● **Input material**:

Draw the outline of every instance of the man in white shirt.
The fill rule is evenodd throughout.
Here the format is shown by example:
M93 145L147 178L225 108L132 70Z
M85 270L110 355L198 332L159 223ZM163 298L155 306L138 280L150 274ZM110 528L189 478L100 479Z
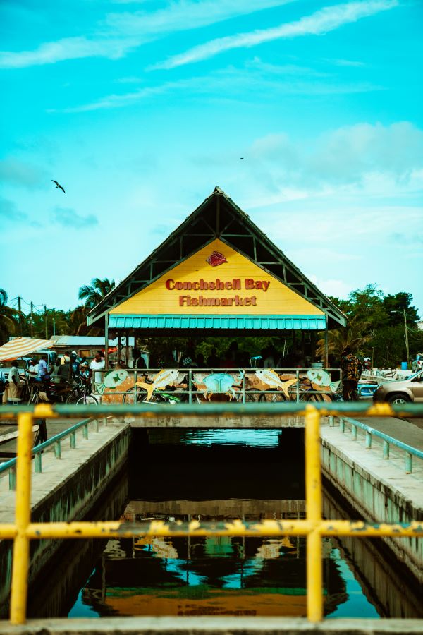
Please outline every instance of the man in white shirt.
M19 370L18 370L19 364L17 361L13 361L12 368L9 370L8 377L8 399L19 399L20 397L20 377L19 376Z
M102 370L104 368L105 362L104 359L102 357L102 351L97 351L95 353L95 357L90 364L90 375L89 379L91 381L91 378L92 377L92 371L94 371L94 387L95 392L98 392L98 388L101 384L103 383L103 373L95 372L96 370Z

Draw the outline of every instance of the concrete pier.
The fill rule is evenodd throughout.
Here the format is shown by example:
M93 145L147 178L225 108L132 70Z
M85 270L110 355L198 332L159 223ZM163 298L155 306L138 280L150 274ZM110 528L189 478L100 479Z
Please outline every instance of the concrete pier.
M33 522L81 520L100 499L128 458L130 430L123 420L109 419L99 432L90 425L88 439L82 429L76 448L62 443L61 458L53 447L42 455L42 472L32 474L31 519ZM15 492L8 490L7 478L0 480L0 522L15 519ZM30 584L59 548L60 540L33 540L31 545ZM11 576L11 542L0 541L0 615L6 609Z

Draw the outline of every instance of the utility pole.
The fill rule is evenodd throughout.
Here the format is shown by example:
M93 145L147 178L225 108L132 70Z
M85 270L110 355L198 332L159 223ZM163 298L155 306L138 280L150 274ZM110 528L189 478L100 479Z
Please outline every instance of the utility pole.
M408 347L408 331L407 329L407 313L404 309L404 329L405 329L405 349L407 350L407 368L410 368L410 349Z
M19 311L19 334L22 337L22 298L18 296L18 310Z

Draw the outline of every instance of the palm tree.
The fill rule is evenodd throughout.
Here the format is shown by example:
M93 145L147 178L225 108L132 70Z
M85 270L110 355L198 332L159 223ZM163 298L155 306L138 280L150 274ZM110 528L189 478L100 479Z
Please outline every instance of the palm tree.
M104 278L104 280L94 278L92 282L91 285L83 284L80 287L78 294L80 300L85 300L85 306L90 308L101 302L103 298L115 288L114 280L109 280L108 278Z
M356 315L348 320L346 327L341 327L328 332L328 353L333 353L337 359L341 359L341 353L346 346L349 346L352 353L360 353L362 347L370 339L372 334L366 333L368 323L363 322ZM317 341L316 354L324 357L324 339Z
M16 309L7 306L8 296L4 289L0 289L0 344L7 341L9 335L16 331L16 318L21 315Z

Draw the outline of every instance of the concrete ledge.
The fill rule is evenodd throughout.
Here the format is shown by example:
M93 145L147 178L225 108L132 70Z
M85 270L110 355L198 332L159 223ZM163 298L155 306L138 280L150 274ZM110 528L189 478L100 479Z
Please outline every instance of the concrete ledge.
M32 474L31 518L32 522L68 522L89 514L128 458L129 427L118 420L99 432L90 432L83 440L77 435L77 447L63 444L61 459L52 451L43 454L42 473ZM66 447L67 445L67 447ZM8 490L7 479L0 483L0 522L12 523L16 492ZM58 550L61 540L32 540L29 581L31 584ZM0 540L0 615L4 615L11 579L12 543Z
M171 409L171 406L169 406ZM204 409L204 416L188 416L187 415L166 415L157 417L125 417L125 421L131 428L216 428L262 430L281 430L282 428L304 428L303 416L267 416L266 415L231 414L208 415Z
M380 448L367 449L338 428L322 426L321 437L323 473L357 510L355 519L375 523L423 519L421 470L405 473L402 457L384 460ZM418 537L382 540L422 584L423 540Z
M311 624L305 619L289 617L104 617L31 620L21 627L0 622L0 633L4 635L422 635L422 619L326 619Z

● **Objective**: Please gather every line of the material above that contains the word "shirt" and copy each one in full.

● **Solution to the problem**:
Draw the outline of every instance of the man in white shirt.
Please outline every instance of the man in white shirt.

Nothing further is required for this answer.